→ **GOAL**:
Edit the listing below so that every "Annotate" becomes "Mark", leaving the rest of each line untouched.

→ **INFORMATION PROVIDED**:
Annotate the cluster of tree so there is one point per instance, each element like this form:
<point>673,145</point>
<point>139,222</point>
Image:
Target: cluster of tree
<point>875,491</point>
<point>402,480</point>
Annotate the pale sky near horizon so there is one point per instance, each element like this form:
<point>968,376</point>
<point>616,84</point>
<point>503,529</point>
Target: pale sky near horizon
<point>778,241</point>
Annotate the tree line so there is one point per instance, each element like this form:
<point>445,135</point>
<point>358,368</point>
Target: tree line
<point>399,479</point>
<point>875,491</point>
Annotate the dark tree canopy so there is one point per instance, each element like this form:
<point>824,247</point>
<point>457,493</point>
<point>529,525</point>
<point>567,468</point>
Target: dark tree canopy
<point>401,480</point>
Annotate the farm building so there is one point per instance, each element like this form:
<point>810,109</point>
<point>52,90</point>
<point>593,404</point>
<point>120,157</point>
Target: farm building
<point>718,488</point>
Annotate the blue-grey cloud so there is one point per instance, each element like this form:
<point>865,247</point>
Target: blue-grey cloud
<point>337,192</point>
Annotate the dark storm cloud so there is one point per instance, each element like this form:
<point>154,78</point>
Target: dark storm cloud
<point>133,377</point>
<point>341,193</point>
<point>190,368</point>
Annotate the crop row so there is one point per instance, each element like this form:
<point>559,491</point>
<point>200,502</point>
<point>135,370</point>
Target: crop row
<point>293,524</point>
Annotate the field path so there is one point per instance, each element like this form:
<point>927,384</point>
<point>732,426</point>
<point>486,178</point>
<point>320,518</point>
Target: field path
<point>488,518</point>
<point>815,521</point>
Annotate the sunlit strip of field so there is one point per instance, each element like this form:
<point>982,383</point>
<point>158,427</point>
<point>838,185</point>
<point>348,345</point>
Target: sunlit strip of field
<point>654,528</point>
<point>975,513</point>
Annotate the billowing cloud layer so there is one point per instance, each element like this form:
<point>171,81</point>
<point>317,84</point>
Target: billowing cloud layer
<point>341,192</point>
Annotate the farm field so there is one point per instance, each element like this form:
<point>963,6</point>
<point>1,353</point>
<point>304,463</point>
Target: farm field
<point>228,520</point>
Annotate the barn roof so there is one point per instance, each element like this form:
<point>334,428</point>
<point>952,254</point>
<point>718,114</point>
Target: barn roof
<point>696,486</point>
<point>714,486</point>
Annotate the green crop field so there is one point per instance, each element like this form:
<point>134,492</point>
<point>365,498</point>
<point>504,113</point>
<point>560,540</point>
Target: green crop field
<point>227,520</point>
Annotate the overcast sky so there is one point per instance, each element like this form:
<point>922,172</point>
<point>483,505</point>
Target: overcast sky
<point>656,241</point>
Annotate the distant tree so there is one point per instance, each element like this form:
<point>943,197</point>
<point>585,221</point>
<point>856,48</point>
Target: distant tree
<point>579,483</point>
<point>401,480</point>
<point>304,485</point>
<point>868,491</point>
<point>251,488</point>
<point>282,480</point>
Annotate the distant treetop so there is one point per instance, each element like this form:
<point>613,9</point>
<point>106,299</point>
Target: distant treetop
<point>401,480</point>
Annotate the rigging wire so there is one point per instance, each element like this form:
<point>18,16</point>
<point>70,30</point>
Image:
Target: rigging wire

→ **RIGHT ANSWER**:
Mark the cluster of tree so there is one point per instance, each element like this form:
<point>673,145</point>
<point>139,222</point>
Image:
Target: cluster of tree
<point>875,491</point>
<point>402,480</point>
Mark the pale sky near horizon so there is one point per instance, each element like this form:
<point>968,376</point>
<point>616,84</point>
<point>503,529</point>
Target: pale sky near horizon
<point>778,241</point>
Mark the tree line so there is one point per instance, each element like this form:
<point>445,135</point>
<point>358,368</point>
Target: tree line
<point>399,479</point>
<point>875,491</point>
Mark the dark tree canopy so there is one point per instance, each element like this form:
<point>824,247</point>
<point>457,493</point>
<point>529,525</point>
<point>567,468</point>
Target: dark tree canopy
<point>401,480</point>
Mark the farm building so there is one point per instance, each element like this form:
<point>810,109</point>
<point>52,90</point>
<point>593,404</point>
<point>120,157</point>
Target: farm building
<point>718,488</point>
Mark the blue-grey cloud so there is one point per instance, each element like this form:
<point>865,247</point>
Target: blue-grey cloud
<point>337,192</point>
Mark the dark storm cloud so there is one point per instance, each element like this form:
<point>154,78</point>
Target: dark storm cloud
<point>133,377</point>
<point>341,193</point>
<point>190,368</point>
Mark the crop row so there is one point per instance, each element like this form:
<point>559,491</point>
<point>200,502</point>
<point>135,370</point>
Target: crop row
<point>293,524</point>
Mark the field path so there is one point per instance, each element like this form:
<point>927,384</point>
<point>732,426</point>
<point>486,178</point>
<point>320,518</point>
Target: field path
<point>488,518</point>
<point>815,521</point>
Mark the sunlit strip of field so there is one point per instance, each element like this form:
<point>982,383</point>
<point>158,427</point>
<point>838,185</point>
<point>348,345</point>
Target: sunlit strip of field
<point>654,528</point>
<point>975,513</point>
Mark the billowing cloud layer so there is one point per instance, each element like this form:
<point>171,81</point>
<point>317,84</point>
Target: billowing cloud layer
<point>341,192</point>
Mark the farm field so there is one point per instance, each element like this form:
<point>963,6</point>
<point>1,353</point>
<point>304,463</point>
Target: farm field
<point>228,520</point>
Mark the barn roof so there is one point per instance, each element like this form:
<point>334,428</point>
<point>952,254</point>
<point>718,114</point>
Target: barn roof
<point>696,486</point>
<point>714,486</point>
Mark the green crop field so there is one point per instance, each element like this form:
<point>134,492</point>
<point>365,498</point>
<point>504,113</point>
<point>560,540</point>
Target: green crop field
<point>227,520</point>
Mark the overcast sky so there is one point per instance, each element like this form:
<point>922,172</point>
<point>483,505</point>
Target: overcast sky
<point>656,241</point>
Mark the distant tree so there is one point per instance, each element like this form:
<point>943,197</point>
<point>585,221</point>
<point>856,48</point>
Target: distant tree
<point>579,483</point>
<point>401,480</point>
<point>304,485</point>
<point>868,491</point>
<point>251,488</point>
<point>282,480</point>
Mark the distant treetop so there is one point per instance, each element like this form:
<point>613,9</point>
<point>106,299</point>
Target: distant treetop
<point>401,480</point>
Mark the rigging wire so there is one point per instance, each element like this form:
<point>18,16</point>
<point>70,30</point>
Image:
Target: rigging wire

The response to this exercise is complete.